* START MATERIAL PROVIDED *

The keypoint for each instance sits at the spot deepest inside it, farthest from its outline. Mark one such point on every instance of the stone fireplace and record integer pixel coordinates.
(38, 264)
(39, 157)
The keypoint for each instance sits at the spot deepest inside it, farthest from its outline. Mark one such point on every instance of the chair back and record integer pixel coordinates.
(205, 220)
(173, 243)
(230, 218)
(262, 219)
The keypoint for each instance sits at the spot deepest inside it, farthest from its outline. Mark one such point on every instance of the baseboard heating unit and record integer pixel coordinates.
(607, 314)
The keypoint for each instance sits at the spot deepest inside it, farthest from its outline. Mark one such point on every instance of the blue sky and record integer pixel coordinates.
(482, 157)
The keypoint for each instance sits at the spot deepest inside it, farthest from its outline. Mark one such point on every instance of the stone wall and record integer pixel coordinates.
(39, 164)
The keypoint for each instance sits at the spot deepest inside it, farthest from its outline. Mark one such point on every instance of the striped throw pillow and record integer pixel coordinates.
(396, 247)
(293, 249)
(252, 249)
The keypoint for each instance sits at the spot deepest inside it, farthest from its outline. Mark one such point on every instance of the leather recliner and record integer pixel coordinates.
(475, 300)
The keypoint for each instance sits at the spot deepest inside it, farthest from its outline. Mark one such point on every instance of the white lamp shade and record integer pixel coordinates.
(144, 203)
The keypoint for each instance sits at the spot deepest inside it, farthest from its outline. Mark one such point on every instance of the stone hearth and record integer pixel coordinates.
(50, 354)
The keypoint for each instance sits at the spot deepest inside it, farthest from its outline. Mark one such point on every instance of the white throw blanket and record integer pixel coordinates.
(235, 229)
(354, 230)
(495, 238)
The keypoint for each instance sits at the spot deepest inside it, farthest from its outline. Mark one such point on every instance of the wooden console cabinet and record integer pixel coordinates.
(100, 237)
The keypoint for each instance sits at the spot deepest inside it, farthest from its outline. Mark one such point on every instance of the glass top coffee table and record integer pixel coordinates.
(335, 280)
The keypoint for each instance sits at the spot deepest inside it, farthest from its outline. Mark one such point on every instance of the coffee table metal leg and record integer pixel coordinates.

* END MATERIAL PROVIDED *

YOUR GOAL>
Everything from the line with "cabinet and record integer pixel coordinates." through the last line of the material above should be echoed exactly, and nothing else.

ANSWER BELOW>
The keypoint for each instance sits at the spot deepest inside it, farthest from its outline. Mark one such point on every instance of the wooden console cabinet and record integer pixel coordinates.
(100, 237)
The keypoint for each instance sits at the spot deepest inside it, farthest from its outline. Mark one such point on every instance of the glass top coffee table and record integer pixel coordinates.
(335, 280)
The keypoint for each instance sits at the spot deepest inside it, farthest from its outline. Mark one such point on every instance of the coffee table metal leg and record integer pixel coordinates.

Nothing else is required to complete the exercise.